**Problem requirements:** Everything from the line containing "instance of dark" to the end of the data must be duplicated word for word, and nothing else may appear.

**Data for review:**

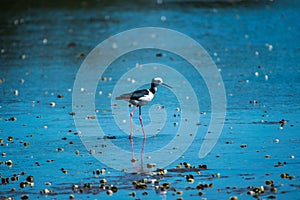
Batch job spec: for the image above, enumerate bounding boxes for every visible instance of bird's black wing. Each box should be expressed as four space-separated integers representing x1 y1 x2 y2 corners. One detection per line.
130 89 149 100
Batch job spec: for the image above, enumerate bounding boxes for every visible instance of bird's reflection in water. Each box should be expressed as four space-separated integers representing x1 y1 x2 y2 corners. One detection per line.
130 137 147 173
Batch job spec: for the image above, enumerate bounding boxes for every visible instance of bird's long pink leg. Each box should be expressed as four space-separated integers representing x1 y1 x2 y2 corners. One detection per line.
129 106 138 140
130 106 138 162
138 106 146 138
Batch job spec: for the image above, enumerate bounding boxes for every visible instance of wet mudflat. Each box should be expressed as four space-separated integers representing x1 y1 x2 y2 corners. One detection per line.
0 0 299 199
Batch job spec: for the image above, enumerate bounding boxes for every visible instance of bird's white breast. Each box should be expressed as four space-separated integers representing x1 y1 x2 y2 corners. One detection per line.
131 90 154 106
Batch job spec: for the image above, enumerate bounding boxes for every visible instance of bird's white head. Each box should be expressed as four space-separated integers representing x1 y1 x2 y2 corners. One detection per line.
152 77 172 88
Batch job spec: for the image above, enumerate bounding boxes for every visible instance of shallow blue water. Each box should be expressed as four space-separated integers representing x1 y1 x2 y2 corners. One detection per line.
1 0 300 199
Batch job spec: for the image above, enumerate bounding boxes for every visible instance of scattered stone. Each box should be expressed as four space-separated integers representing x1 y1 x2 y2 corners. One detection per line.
265 155 271 159
279 119 287 127
129 191 136 197
24 142 30 146
61 168 68 174
265 180 273 185
5 160 13 167
26 176 34 183
40 188 52 195
147 163 156 169
57 94 64 98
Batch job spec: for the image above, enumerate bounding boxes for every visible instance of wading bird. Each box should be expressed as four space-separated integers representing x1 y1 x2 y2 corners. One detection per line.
116 77 172 139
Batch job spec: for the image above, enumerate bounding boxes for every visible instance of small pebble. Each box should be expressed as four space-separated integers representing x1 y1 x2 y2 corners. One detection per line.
21 195 29 200
111 186 118 193
26 176 34 182
229 196 238 200
177 190 183 195
40 188 52 194
265 180 273 185
24 142 30 146
147 163 156 169
50 102 56 107
129 192 136 197
142 191 148 196
20 182 27 188
270 187 277 193
100 179 107 184
106 189 113 196
5 160 13 167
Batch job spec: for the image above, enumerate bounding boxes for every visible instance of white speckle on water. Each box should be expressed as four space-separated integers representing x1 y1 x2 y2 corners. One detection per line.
67 88 72 92
213 52 218 57
136 63 143 68
186 96 189 100
80 88 85 92
245 34 249 39
1 49 5 54
42 38 48 44
50 102 56 107
20 79 25 84
14 90 19 96
99 91 103 95
255 51 259 56
246 80 249 83
131 79 136 84
268 44 273 51
13 19 19 25
122 119 126 123
264 75 269 80
254 72 259 76
157 0 163 4
161 16 167 22
112 42 117 49
21 54 26 60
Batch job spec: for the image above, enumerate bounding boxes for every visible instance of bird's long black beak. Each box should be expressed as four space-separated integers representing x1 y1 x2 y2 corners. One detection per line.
162 82 172 89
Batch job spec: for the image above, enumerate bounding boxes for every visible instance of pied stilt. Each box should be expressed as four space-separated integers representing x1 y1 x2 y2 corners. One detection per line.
116 77 172 139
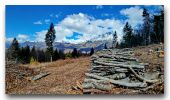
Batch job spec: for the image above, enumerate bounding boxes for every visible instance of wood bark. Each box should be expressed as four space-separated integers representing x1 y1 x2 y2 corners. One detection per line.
85 73 147 88
93 61 144 69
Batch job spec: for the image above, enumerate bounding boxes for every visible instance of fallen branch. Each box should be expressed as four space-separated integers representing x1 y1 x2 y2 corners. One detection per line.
29 72 50 81
128 66 159 83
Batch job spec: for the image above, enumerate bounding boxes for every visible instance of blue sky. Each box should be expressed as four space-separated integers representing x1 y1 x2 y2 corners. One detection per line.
6 5 163 43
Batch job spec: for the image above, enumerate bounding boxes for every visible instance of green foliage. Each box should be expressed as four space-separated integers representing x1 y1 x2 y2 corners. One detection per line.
59 50 65 59
123 22 133 47
112 31 118 48
142 8 150 45
30 56 38 65
72 48 78 58
8 38 20 60
65 53 72 58
53 48 60 61
45 23 56 61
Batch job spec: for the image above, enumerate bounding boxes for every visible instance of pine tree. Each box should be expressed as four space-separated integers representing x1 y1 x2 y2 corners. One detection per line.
59 50 65 59
112 31 118 48
24 45 31 63
38 49 45 62
30 46 37 61
123 22 133 47
90 47 94 56
8 38 20 61
142 8 150 45
72 48 78 58
53 48 60 61
45 23 56 62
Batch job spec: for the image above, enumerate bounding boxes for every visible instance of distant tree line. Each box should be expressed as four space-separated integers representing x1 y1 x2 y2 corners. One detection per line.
6 38 95 64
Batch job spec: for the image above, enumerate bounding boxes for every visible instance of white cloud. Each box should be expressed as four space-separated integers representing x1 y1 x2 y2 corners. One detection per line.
6 37 14 43
18 34 28 39
33 20 43 25
96 5 103 10
35 13 124 43
6 34 29 43
45 19 50 24
35 30 47 42
120 6 144 28
17 34 29 42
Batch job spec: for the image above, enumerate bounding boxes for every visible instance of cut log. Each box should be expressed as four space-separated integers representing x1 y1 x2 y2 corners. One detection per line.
128 66 159 83
114 56 137 61
93 61 144 69
29 72 50 81
106 73 126 80
83 79 113 91
85 73 147 88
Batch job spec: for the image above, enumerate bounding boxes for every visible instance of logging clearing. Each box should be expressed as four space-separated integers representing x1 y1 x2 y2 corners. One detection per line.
5 44 164 94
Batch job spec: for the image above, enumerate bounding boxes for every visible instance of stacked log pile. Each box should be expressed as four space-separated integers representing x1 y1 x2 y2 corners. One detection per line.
83 49 160 94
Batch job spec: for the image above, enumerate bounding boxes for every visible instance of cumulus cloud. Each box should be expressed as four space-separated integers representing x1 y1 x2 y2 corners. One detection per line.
35 13 124 43
120 6 144 29
35 30 47 42
34 6 163 44
33 20 43 25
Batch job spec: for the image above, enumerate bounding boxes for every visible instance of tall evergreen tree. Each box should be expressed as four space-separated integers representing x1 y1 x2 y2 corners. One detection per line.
45 23 56 62
72 48 78 58
123 22 133 47
24 45 31 63
30 46 37 60
59 50 65 59
8 38 20 61
142 8 150 45
112 31 118 48
90 47 94 56
38 49 45 62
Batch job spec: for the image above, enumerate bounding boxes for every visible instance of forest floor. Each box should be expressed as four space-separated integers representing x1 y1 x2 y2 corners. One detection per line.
5 44 164 95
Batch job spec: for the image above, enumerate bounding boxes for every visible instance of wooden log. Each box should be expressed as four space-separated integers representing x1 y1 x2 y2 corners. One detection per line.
93 61 144 69
85 73 147 88
128 66 159 83
83 79 113 91
106 73 126 80
30 72 50 81
114 56 138 61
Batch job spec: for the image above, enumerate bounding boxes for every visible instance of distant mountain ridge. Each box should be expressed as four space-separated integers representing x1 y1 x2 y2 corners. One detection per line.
5 39 113 53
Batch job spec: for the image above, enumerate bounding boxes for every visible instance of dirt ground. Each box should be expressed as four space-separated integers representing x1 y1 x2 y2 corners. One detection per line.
6 57 90 94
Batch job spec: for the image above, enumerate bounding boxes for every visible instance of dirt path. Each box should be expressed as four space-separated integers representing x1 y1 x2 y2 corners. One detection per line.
15 57 90 94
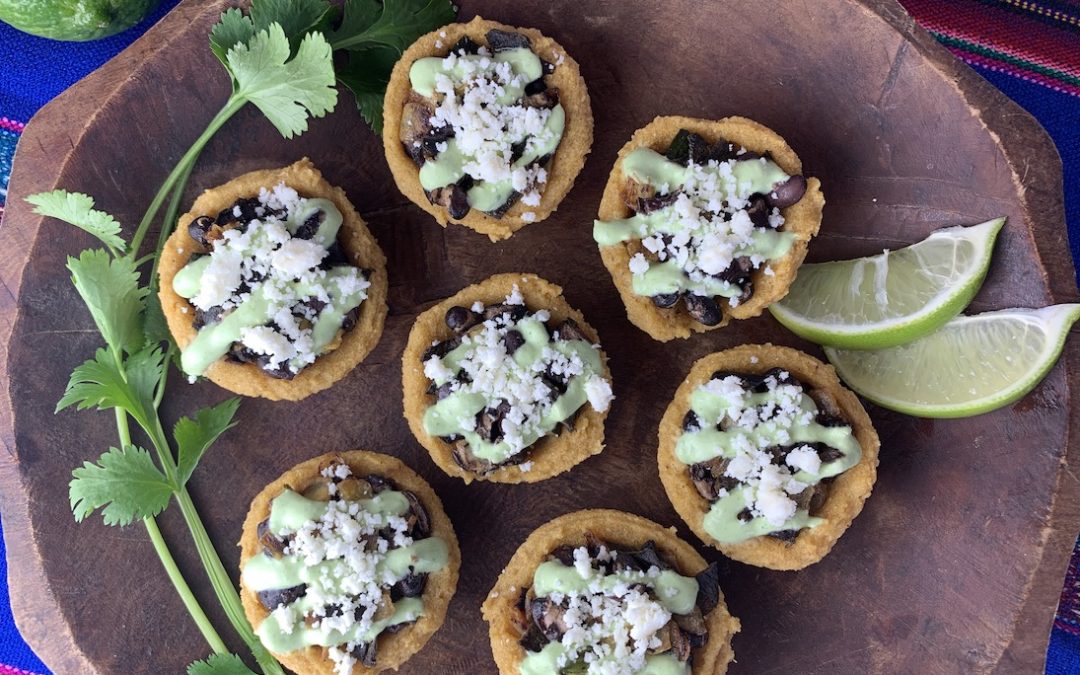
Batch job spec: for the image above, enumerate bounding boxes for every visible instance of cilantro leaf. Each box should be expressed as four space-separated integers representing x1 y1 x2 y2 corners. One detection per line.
143 293 175 352
331 0 456 52
336 46 401 133
175 398 241 486
210 8 255 67
57 347 165 433
27 190 126 254
251 0 334 50
211 0 333 66
66 249 148 356
187 654 259 675
228 24 338 139
70 445 173 526
328 0 381 47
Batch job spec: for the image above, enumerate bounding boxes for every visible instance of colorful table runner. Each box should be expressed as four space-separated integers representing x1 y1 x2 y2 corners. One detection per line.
1 0 1079 672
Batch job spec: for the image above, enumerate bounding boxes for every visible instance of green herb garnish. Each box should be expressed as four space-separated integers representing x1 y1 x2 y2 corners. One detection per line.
28 0 456 672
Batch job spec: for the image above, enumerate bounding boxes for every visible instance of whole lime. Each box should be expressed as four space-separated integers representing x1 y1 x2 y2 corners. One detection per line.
0 0 160 42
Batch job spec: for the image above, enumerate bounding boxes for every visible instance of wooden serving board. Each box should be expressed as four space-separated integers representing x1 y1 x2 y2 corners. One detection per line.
2 0 1079 672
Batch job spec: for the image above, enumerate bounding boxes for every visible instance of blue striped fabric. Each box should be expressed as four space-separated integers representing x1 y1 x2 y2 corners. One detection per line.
0 2 1078 673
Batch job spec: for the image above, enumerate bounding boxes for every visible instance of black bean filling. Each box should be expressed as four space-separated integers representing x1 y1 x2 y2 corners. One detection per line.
629 129 808 326
255 468 432 666
400 29 560 220
423 304 588 476
518 535 720 663
686 368 850 544
185 196 370 380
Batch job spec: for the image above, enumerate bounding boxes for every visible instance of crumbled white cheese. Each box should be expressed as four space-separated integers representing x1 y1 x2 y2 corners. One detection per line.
425 46 559 208
184 182 369 376
521 211 537 223
505 284 524 306
191 248 243 310
425 289 610 462
542 547 674 675
695 371 836 530
271 238 326 278
269 461 424 675
786 446 822 475
628 253 650 276
584 375 613 413
519 461 534 473
623 152 793 296
241 326 297 366
423 355 455 382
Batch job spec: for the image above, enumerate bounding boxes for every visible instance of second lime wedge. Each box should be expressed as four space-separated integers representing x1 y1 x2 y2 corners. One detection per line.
770 217 1005 349
824 304 1080 418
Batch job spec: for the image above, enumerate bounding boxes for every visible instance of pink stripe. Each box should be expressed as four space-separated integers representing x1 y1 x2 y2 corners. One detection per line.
948 46 1080 97
0 665 43 675
0 118 24 133
903 0 1080 77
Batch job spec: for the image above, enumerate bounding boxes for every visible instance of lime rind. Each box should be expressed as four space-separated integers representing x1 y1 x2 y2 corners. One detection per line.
824 304 1080 418
770 217 1005 349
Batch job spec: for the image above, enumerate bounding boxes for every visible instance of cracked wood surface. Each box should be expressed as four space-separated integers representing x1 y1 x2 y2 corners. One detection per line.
0 0 1078 673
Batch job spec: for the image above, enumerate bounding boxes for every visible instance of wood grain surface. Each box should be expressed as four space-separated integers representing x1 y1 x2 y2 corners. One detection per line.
2 0 1078 673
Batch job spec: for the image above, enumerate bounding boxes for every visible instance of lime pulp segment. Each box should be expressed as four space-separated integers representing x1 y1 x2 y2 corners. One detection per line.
769 217 1005 349
824 304 1080 418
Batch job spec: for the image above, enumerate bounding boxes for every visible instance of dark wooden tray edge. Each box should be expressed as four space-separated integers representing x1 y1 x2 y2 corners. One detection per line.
0 3 230 673
0 0 1075 672
853 3 1080 669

**Answer section:**
Batch job spec: for the image above, enumerate bounding boxes for every visible instance of dark wooden tray edge. Each box should be expressed as four space-separated integers representing x1 y1 x2 y2 corners. One detection per line.
0 3 230 673
0 0 1075 672
853 3 1080 669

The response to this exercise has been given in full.